Problem:
State how many lines in the items below contain the word "onion". Reply with the number alone.

Material to process:
·····

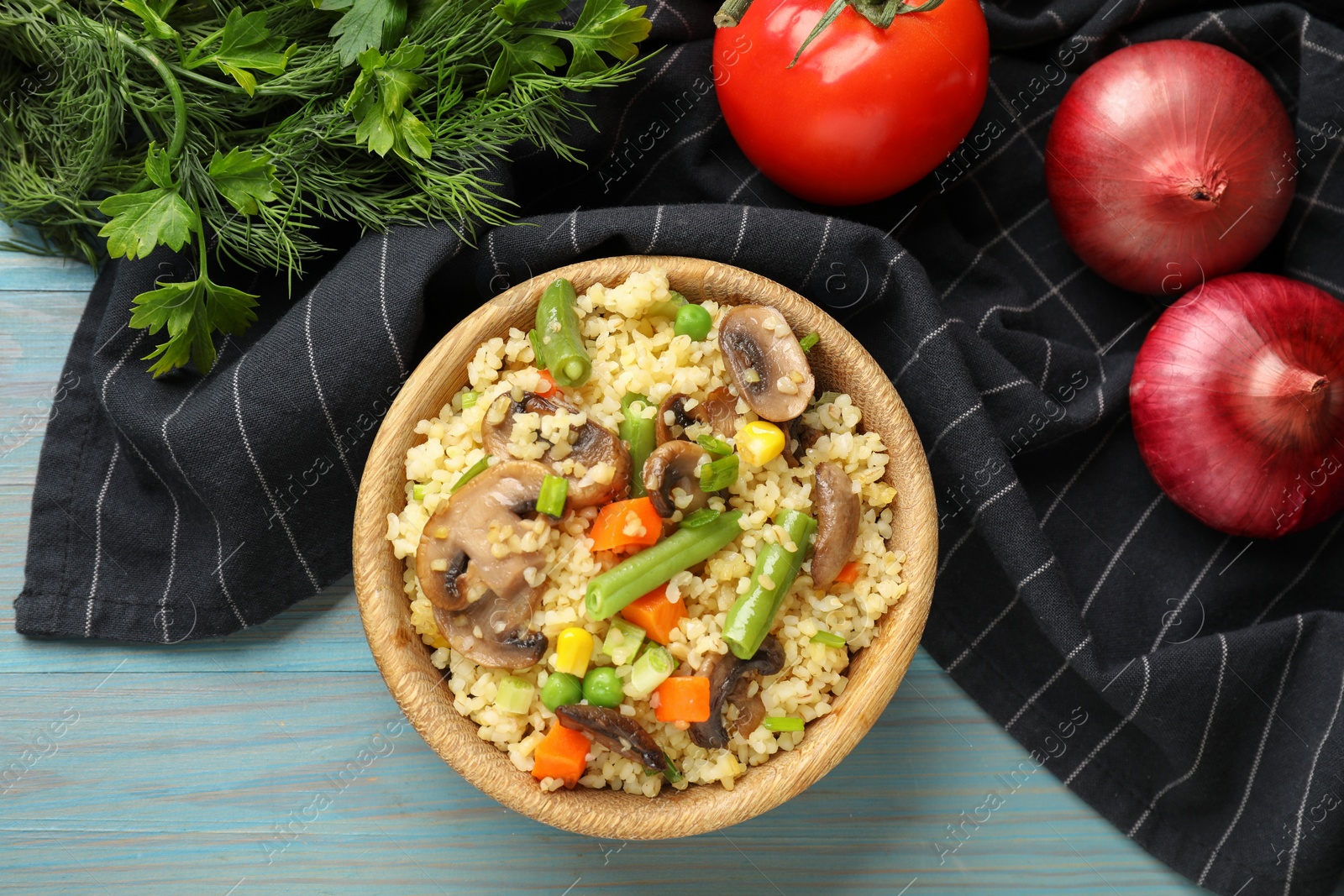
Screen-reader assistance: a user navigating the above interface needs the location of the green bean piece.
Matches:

·····

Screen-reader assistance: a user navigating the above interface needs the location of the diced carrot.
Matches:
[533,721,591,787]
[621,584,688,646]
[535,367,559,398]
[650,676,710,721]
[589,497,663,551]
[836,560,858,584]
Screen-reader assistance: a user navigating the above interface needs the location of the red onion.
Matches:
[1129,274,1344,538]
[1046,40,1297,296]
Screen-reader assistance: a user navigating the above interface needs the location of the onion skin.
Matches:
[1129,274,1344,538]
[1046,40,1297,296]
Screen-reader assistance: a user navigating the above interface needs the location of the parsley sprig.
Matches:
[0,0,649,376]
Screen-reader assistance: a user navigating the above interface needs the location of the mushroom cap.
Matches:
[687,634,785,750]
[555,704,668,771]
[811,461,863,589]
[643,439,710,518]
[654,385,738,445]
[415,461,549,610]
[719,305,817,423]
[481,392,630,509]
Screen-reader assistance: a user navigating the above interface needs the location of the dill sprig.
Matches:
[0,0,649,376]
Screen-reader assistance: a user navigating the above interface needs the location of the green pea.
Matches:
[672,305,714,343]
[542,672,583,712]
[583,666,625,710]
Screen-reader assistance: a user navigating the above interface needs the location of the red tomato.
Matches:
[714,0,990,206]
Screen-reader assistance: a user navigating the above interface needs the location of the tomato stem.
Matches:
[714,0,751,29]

·····

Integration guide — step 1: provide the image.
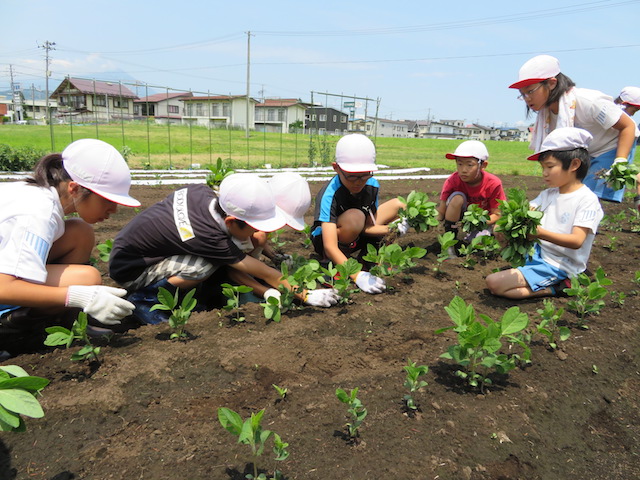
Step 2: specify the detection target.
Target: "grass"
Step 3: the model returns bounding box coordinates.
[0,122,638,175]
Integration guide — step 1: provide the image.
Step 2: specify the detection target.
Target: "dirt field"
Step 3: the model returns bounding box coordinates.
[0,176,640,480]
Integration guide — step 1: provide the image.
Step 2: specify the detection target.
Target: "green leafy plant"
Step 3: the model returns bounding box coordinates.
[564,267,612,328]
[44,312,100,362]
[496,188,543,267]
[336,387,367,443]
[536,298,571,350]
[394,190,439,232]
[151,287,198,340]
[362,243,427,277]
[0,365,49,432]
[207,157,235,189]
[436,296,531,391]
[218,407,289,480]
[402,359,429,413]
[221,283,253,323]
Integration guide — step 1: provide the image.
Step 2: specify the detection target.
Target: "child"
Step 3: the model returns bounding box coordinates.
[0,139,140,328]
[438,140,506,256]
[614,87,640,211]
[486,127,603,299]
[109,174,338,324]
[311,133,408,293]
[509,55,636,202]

·····

Response below:
2